To be done ::
Identify the line that contains "Extract beige siding wall from this picture." in the material. Output it and every line after it, unchanged, through the end.

Entries supplied ::
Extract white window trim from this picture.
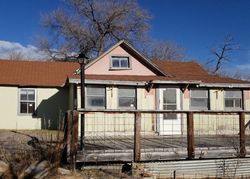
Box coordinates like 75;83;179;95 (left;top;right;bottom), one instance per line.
17;88;37;116
189;88;210;110
109;55;132;70
224;89;244;111
84;85;107;109
159;87;181;121
117;86;137;109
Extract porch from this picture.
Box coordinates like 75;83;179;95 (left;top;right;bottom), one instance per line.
65;109;250;164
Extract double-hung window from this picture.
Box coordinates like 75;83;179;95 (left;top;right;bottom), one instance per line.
190;89;209;110
163;88;177;120
224;90;242;110
19;88;36;114
86;85;106;109
111;56;130;69
118;87;136;109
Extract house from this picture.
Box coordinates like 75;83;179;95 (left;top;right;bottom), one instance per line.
0;41;250;135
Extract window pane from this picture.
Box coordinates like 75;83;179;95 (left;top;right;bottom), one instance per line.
119;97;135;108
20;90;27;100
87;96;105;107
118;87;135;97
191;98;208;109
112;59;120;68
163;89;176;104
28;90;35;101
235;99;241;108
27;102;35;113
191;89;207;98
86;86;106;108
225;90;242;98
225;99;234;108
20;102;28;113
121;59;129;68
87;86;105;96
163;113;177;120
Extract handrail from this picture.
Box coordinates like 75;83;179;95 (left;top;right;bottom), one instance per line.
77;108;250;114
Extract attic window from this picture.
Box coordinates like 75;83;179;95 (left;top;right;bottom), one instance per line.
111;56;130;69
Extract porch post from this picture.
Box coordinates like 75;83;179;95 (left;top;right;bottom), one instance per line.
239;112;246;157
187;112;195;159
134;112;141;162
77;53;86;150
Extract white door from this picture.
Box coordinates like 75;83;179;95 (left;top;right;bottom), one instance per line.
158;88;181;135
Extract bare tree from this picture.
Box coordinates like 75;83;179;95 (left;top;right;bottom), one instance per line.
41;0;150;58
208;35;239;74
8;50;25;60
143;41;185;60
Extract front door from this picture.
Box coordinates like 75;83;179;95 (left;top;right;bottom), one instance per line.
159;88;181;135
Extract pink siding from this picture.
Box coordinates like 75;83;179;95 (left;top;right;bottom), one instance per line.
184;89;190;99
86;46;155;76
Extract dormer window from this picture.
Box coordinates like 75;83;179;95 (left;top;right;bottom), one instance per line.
111;56;130;69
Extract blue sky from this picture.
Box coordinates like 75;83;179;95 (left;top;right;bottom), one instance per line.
0;0;250;74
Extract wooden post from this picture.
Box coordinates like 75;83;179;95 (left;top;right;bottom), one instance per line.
239;112;246;157
61;111;70;164
134;112;141;162
187;112;195;159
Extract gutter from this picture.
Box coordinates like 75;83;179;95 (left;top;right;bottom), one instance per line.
69;78;200;86
199;83;250;88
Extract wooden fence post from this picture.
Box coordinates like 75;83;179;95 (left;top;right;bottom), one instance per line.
187;112;195;159
239;112;246;157
134;112;141;162
69;110;78;171
61;111;70;164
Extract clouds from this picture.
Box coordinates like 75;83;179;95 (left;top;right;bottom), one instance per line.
0;40;48;60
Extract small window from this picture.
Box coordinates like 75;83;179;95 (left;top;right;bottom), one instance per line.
190;89;208;110
111;56;130;69
86;86;105;108
225;90;242;110
118;87;136;109
163;88;177;120
19;88;36;114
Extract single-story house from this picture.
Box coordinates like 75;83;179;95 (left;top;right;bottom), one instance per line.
0;41;250;135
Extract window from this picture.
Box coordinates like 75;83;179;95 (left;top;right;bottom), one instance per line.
111;56;130;69
86;86;106;108
163;88;177;120
190;89;208;110
19;88;36;114
118;87;136;109
225;90;242;110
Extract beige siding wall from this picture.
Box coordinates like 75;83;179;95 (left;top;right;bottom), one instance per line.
0;87;68;129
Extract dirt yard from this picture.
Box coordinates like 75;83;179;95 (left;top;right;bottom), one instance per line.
0;130;134;179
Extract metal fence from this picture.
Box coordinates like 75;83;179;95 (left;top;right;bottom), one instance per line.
65;110;250;166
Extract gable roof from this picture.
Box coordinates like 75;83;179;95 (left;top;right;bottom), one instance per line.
0;60;250;88
0;60;79;87
85;40;167;76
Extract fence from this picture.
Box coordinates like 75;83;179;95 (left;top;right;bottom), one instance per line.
65;110;250;166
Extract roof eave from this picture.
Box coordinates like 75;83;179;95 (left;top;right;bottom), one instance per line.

Answer to this exercise ::
Extract beige siding wall from this picture.
Box coordinates like 75;83;179;95 (left;top;right;bottom), one instance per line.
0;87;68;129
Extract dirt yard from this picture.
Box coordinates like 75;83;179;95 (left;top;right;bottom), one instance per line.
0;130;134;179
Extract metal fence from this picture.
Box coordinates like 75;83;179;95 (left;top;right;bottom), one instance per line.
65;110;250;166
Extract gable roof from this picture.
Box coordinates like 75;83;179;95 (left;top;right;bottom), one instance per line.
0;60;250;88
0;60;79;87
85;40;167;76
Extract fence from this picture.
Box coordinates like 75;83;179;95 (left;top;right;bottom), one instance per line.
65;110;250;166
Extract roof eave from this picture.
Box coordinates like 75;83;179;95 (left;top;right;bottom), one instance per line.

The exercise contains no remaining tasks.